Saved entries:
BEGIN
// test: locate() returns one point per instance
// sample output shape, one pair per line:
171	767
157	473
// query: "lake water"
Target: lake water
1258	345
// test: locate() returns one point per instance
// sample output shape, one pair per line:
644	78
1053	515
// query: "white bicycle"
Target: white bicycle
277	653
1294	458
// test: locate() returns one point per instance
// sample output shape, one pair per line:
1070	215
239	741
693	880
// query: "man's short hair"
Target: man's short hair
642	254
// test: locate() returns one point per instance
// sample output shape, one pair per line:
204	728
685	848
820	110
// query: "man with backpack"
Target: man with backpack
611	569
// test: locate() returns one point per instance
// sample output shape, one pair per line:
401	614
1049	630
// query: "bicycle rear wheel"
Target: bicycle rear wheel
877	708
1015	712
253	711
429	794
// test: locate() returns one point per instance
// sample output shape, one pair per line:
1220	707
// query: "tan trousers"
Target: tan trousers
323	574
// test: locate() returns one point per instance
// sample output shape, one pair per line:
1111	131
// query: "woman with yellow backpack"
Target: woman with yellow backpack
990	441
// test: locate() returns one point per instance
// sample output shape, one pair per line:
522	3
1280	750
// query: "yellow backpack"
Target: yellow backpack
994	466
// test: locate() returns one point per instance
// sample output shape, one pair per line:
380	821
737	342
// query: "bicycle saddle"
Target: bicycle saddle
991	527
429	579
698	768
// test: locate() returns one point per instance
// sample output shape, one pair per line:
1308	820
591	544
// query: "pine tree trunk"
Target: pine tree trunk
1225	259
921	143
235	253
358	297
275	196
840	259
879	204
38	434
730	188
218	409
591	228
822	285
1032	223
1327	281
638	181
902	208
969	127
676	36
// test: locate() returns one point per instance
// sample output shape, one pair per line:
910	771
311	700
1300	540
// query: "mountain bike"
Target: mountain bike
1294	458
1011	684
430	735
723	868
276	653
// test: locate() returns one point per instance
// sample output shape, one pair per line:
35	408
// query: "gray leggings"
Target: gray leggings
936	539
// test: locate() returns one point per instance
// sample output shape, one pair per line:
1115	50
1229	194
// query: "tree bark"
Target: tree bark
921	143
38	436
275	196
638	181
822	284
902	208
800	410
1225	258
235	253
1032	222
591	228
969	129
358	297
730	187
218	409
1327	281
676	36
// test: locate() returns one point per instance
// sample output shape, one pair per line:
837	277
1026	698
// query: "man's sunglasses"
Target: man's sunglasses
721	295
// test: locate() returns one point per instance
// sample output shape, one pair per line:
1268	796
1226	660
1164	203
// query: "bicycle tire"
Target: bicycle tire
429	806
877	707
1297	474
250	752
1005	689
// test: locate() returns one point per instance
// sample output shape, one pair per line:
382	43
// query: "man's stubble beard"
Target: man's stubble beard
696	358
END
Problem to solve — Please make the answer a complete, exact reproduction of the records.

Answer box —
// test: locate() returns one point per instance
// sample output shape, one pair per line:
171	767
157	473
// query: "lake water"
Target: lake water
1258	345
// test: locate() returns one point per instance
// sample output shape, one pair per line:
644	78
1053	515
// query: "white bicycle"
Target: white bicycle
277	653
1294	458
// test: locate() returns one point per instance
// sample output shape, one pair per line:
1070	215
239	741
693	880
// query: "man's short hair"
Target: man's short hair
642	254
// test: locate() returns one point per instance
// sample output shape, one pair per line:
204	728
685	848
820	110
// query: "man with backpack"
Target: man with backpack
611	569
// test: locate() returns one point per instance
// sample output shape, one pair per line:
401	614
1049	630
// query: "bicycle rear wheel"
Target: bicycle rear wheel
877	708
1015	712
253	711
429	794
// test: locate() returns one point per instance
// sample output shape, one pair per line:
1220	707
// query: "tan trousers"
Target: tan trousers
323	574
// test: locate() returns one point per instance
// sample output shape, one pair per line:
1111	131
// query: "woman with yellow backpack"
Target: woman with yellow backpack
990	441
// test: locate() returns one point per instance
// sample output shape, one pair per line:
522	3
1280	750
// query: "yellow backpack"
Target: yellow backpack
994	466
// test: locate() returns one point per instance
// sample output shape, one pair per line:
380	821
737	342
// query: "bicycle saddle"
Target: bicycle saddle
991	527
429	579
698	768
// test: locate() returns one point per instance
// sample output shape, one pair per line:
1308	820
591	544
// query: "pine tree trunk"
Target: pine tree trunk
1225	259
921	143
235	253
358	297
275	196
840	259
879	204
38	434
730	188
218	409
591	228
822	285
1032	223
1327	281
638	181
902	208
969	127
676	36
// test: locate() returns one point per instance
// sample output shape, one pair per line:
910	771
311	700
1300	540
// query: "mountain bike"
Target: mountain bike
1294	458
1011	684
430	735
723	868
276	653
// test: locate() returns one point per instance
// sample output shape, one pair per line:
35	408
// query: "gray leggings"
Target: gray leggings
936	539
// test: locate() returns one point per instance
// sample output shape, one pair per line:
1115	50
1229	194
// query: "tree bark"
Target: tree bark
921	143
38	436
275	196
638	181
822	284
902	208
800	410
1225	258
235	253
1032	222
591	228
969	129
358	297
730	187
218	409
1327	281
676	36
// test: locate() returns one point per instance
// sample output shape, one pair per line:
837	277
1026	698
// query: "man's sunglasses"
Target: man's sunglasses
721	295
// test: locate() returns one point per instance
// sample output shape, one pair per line:
1268	796
1226	660
1164	203
// query: "bicycle tire"
Target: bicycle tire
429	806
877	707
1297	474
250	752
1005	689
// test: locate() returns one point per instance
// sample output shape, one pair per line:
382	43
// query: "man's stubble beard"
Target: man's stubble beard
696	358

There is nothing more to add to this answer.